# Extract start

Parabolas

A parabola is a second-order plane algebraic curve, defined as the set of all points equidistant from a fixed point called the focus (F) and a fixed line (d) called the directrix, which does not pass through the focus.
an example of a parabola

In other words, the points on the parabola form a geometric locus because they are equidistant from the focus (F) and the directrix (d) of the parabola.

The axis of the parabola is the line that passes through the focus and is perpendicular to the directrix.

The vertex of the parabola is the point where the axis intersects the parabola.

A parabola can also be defined as the surface (conic section) obtained by intersecting an infinite circular cone with a plane parallel to the cone's generating line.

example

Note: The parabola has various applications in physics, engineering, and other sciences. For example, in physics, it can describe the trajectory of a projectile in the absence of air resistance.

The Equation of a Parabola
A Practical Example
The Graph of a Parabola
Observations

The Equation of a Parabola

The standard form of the equation of a parabola with its axis of symmetry parallel to the y-axis is:

$$ y = ax^2 + bx + c $$

Where a, b, and c are real constant coefficients with a not equal to zero (a ≠ 0).

Note: The width of the parabola depends on the absolute value of the coefficient "a". As the absolute value |a| increases, the parabola becomes narrower, and vice versa. The sign of the coefficient "a" also determines the direction of the parabola's opening. If a > 0, the parabola opens upwards (convex), if a < 0, it opens downwards (concave).

If the axis of symmetry is horizontal, the standard equation is:

$$ x = ay^2 + by + c $$

The main components of a parabola are:

Focus
The focus (F) is a fixed point inside the parabola. The coordinates of the focus are obtained as follows: $$ F \begin{pmatrix} - \frac{b}{2a} \ , \ \frac{1-Δ}{4a} \end{pmatrix} $$ where a, b, and c are the coefficients of the parabola's equation y = ax² + bx + c and the discriminant Δ = b² - 4ac.
Directrix
The directrix (d) is a fixed line outside the parabola. The equation of the directrix is: $$ y = - \frac{1 + Δ}{4a} $$
Axis
The axis is a line perpendicular to the directrix (d) passing through the focus (F) of the parabola. The axis of the parabola is also an axis of symmetry as it divides the parabola into two mirror-image halves. The equation of the axis is: $$ x = - \frac{b}{2a} $$
Vertex
The vertex (V) is the point where the parabola intersects the axis. At the vertex, the parabola reaches its maximum or minimum value depending on the sign of the coefficient "a" of the parabola's equation y = ax² + bx + c. The coordinates of the vertex are calculated as follows: $$ V \begin{pmatrix} - \frac{b}{2a} \ , \ - \frac{Δ}{4a} \end{pmatrix} $$

A Practical Example

Consider the equation of the following parabola:

$$ y = 2x^2 - 4x + 3 $$

The real coefficients of the equation are a = 2, b = -4, and c = 3.

# Extract end

# Exercise tasks
• 1. Answer the following from the text on parabolas, one line each:
(a) What is the line that passes through the focus and is perpendicular to the directrix called?
(b) In which direction does the parabola open when a < 0?
(c) What values of a, b, and c does the practical example give?
• 2. Transcribe everything in the text on parabolas from "In other words, the" down to "to the directrix.".

# Data section start

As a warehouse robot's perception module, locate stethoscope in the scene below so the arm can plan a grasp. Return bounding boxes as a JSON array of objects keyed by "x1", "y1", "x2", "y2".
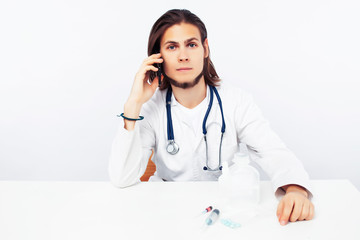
[{"x1": 166, "y1": 86, "x2": 226, "y2": 171}]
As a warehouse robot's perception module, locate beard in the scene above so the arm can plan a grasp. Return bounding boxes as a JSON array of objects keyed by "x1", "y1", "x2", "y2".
[{"x1": 163, "y1": 71, "x2": 204, "y2": 89}]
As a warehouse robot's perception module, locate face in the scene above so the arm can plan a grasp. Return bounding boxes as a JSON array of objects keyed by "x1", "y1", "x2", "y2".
[{"x1": 160, "y1": 23, "x2": 208, "y2": 88}]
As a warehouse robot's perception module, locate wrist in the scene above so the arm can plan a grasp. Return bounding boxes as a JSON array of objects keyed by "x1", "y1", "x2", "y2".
[{"x1": 282, "y1": 184, "x2": 309, "y2": 198}]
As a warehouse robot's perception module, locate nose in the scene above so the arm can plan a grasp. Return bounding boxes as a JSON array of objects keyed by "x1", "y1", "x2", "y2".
[
  {"x1": 179, "y1": 57, "x2": 189, "y2": 62},
  {"x1": 179, "y1": 49, "x2": 189, "y2": 62}
]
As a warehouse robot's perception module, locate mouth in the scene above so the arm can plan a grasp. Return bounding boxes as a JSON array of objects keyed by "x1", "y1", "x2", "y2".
[{"x1": 176, "y1": 68, "x2": 192, "y2": 72}]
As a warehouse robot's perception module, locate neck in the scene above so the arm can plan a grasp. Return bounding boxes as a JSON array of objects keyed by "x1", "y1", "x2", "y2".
[{"x1": 171, "y1": 76, "x2": 207, "y2": 109}]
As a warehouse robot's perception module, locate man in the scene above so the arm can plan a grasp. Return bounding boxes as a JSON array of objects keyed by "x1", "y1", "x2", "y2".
[{"x1": 109, "y1": 9, "x2": 314, "y2": 225}]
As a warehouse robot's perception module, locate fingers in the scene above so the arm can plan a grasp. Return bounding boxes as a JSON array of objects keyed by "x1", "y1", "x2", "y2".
[
  {"x1": 298, "y1": 201, "x2": 310, "y2": 221},
  {"x1": 276, "y1": 195, "x2": 314, "y2": 225},
  {"x1": 290, "y1": 200, "x2": 304, "y2": 222},
  {"x1": 279, "y1": 197, "x2": 295, "y2": 225},
  {"x1": 143, "y1": 53, "x2": 164, "y2": 65},
  {"x1": 305, "y1": 202, "x2": 315, "y2": 220}
]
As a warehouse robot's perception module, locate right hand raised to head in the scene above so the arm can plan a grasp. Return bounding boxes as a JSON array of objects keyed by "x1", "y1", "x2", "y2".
[{"x1": 128, "y1": 53, "x2": 164, "y2": 105}]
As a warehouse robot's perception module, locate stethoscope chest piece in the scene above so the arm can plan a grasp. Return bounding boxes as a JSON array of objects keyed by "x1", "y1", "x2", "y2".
[{"x1": 166, "y1": 140, "x2": 179, "y2": 155}]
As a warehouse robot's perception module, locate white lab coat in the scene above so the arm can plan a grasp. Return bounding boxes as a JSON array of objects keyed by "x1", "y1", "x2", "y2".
[{"x1": 108, "y1": 83, "x2": 312, "y2": 196}]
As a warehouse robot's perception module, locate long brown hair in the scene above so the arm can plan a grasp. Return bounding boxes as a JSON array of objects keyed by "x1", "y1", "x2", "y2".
[{"x1": 148, "y1": 9, "x2": 221, "y2": 90}]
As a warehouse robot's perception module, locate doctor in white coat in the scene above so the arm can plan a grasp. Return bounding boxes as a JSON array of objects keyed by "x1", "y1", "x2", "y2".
[{"x1": 109, "y1": 9, "x2": 314, "y2": 225}]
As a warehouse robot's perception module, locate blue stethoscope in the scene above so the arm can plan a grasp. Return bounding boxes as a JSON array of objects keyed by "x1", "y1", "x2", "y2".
[{"x1": 166, "y1": 86, "x2": 226, "y2": 171}]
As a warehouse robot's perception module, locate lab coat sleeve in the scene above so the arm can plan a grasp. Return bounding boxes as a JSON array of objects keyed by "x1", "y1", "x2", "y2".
[
  {"x1": 235, "y1": 93, "x2": 312, "y2": 199},
  {"x1": 108, "y1": 109, "x2": 155, "y2": 188}
]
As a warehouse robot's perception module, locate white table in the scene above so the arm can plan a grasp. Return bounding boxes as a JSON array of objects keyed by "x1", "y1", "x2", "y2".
[{"x1": 0, "y1": 180, "x2": 360, "y2": 240}]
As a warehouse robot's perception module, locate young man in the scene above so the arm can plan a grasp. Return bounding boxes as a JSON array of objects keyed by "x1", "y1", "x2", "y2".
[{"x1": 109, "y1": 9, "x2": 314, "y2": 225}]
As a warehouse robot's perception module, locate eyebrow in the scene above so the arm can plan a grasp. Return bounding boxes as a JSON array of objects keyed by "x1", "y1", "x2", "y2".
[{"x1": 164, "y1": 37, "x2": 199, "y2": 45}]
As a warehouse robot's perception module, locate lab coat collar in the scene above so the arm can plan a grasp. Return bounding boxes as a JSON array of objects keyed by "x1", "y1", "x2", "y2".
[{"x1": 171, "y1": 85, "x2": 221, "y2": 107}]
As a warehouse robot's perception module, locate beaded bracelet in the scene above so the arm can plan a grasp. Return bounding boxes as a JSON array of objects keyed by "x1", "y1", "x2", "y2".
[{"x1": 116, "y1": 113, "x2": 144, "y2": 121}]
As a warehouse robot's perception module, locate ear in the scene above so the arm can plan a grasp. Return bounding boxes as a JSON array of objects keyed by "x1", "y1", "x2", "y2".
[{"x1": 204, "y1": 38, "x2": 209, "y2": 58}]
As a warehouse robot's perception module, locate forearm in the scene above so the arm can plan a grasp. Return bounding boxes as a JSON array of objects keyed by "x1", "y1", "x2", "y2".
[{"x1": 124, "y1": 99, "x2": 142, "y2": 131}]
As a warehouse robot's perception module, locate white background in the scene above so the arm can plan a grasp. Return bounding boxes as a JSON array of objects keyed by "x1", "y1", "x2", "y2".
[{"x1": 0, "y1": 0, "x2": 360, "y2": 189}]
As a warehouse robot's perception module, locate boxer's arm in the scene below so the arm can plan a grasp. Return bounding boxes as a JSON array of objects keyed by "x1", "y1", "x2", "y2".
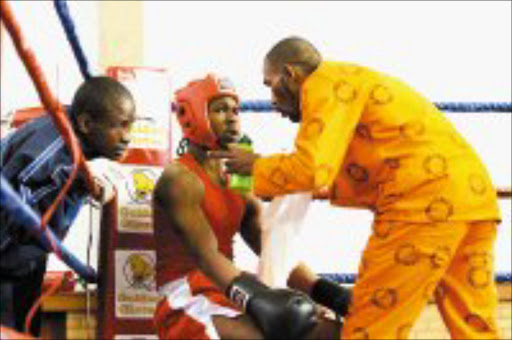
[
  {"x1": 155, "y1": 163, "x2": 241, "y2": 290},
  {"x1": 240, "y1": 194, "x2": 262, "y2": 256}
]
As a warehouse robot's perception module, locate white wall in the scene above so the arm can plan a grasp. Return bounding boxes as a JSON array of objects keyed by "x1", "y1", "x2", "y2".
[{"x1": 2, "y1": 1, "x2": 512, "y2": 272}]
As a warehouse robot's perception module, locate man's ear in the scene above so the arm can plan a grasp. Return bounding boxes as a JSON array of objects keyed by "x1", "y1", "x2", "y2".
[
  {"x1": 76, "y1": 112, "x2": 92, "y2": 135},
  {"x1": 283, "y1": 64, "x2": 297, "y2": 79},
  {"x1": 283, "y1": 64, "x2": 304, "y2": 84}
]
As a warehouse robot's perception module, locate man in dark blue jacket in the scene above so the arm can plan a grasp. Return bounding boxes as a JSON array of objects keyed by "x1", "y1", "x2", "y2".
[{"x1": 0, "y1": 77, "x2": 135, "y2": 335}]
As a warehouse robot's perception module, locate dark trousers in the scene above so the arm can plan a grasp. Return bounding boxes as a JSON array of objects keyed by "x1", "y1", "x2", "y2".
[{"x1": 0, "y1": 261, "x2": 46, "y2": 336}]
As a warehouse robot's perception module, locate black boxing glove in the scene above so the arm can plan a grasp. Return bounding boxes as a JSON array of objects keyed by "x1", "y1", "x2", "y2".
[
  {"x1": 311, "y1": 279, "x2": 352, "y2": 316},
  {"x1": 226, "y1": 273, "x2": 318, "y2": 339}
]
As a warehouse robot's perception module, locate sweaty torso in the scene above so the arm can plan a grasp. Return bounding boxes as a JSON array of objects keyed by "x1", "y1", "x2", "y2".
[{"x1": 154, "y1": 154, "x2": 245, "y2": 287}]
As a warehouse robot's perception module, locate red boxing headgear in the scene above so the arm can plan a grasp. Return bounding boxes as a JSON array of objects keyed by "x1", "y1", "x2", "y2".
[{"x1": 176, "y1": 74, "x2": 239, "y2": 149}]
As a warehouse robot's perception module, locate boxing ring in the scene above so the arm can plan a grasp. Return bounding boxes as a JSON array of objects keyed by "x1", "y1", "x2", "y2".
[{"x1": 0, "y1": 0, "x2": 512, "y2": 335}]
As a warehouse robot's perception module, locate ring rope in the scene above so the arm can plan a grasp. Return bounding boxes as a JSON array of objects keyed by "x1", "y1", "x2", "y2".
[
  {"x1": 53, "y1": 0, "x2": 91, "y2": 79},
  {"x1": 240, "y1": 100, "x2": 512, "y2": 113},
  {"x1": 320, "y1": 273, "x2": 512, "y2": 284}
]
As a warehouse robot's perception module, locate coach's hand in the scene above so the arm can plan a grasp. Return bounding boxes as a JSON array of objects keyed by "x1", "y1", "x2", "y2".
[{"x1": 208, "y1": 144, "x2": 260, "y2": 176}]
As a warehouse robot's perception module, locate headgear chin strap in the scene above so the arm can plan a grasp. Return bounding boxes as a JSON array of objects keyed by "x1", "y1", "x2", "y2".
[{"x1": 176, "y1": 74, "x2": 240, "y2": 149}]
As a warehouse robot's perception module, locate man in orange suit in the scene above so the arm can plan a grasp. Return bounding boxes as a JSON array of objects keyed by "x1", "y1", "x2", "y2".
[{"x1": 211, "y1": 37, "x2": 500, "y2": 339}]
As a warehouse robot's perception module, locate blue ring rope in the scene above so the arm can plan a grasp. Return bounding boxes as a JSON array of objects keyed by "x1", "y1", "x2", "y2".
[
  {"x1": 0, "y1": 176, "x2": 98, "y2": 283},
  {"x1": 320, "y1": 273, "x2": 512, "y2": 283},
  {"x1": 53, "y1": 0, "x2": 512, "y2": 113},
  {"x1": 53, "y1": 0, "x2": 91, "y2": 79},
  {"x1": 240, "y1": 100, "x2": 512, "y2": 113}
]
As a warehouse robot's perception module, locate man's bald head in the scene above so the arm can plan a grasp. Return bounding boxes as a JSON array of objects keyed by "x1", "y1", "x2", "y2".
[{"x1": 265, "y1": 37, "x2": 322, "y2": 74}]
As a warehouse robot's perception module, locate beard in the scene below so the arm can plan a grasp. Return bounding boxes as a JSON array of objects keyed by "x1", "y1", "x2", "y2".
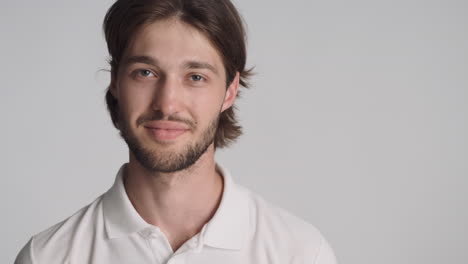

# Data section end

# Answer set
• 1.
(a) The axis of the parabola.
(b) Downwards (concave).
(c) a = 2, b = -4, and c = 3.

• 2.
In other words, the points on the parabola form a geometric locus because they are equidistant from the focus (F) and the directrix (d) of the parabola.

The axis of the parabola is the line that passes through the focus and is perpendicular to the directrix.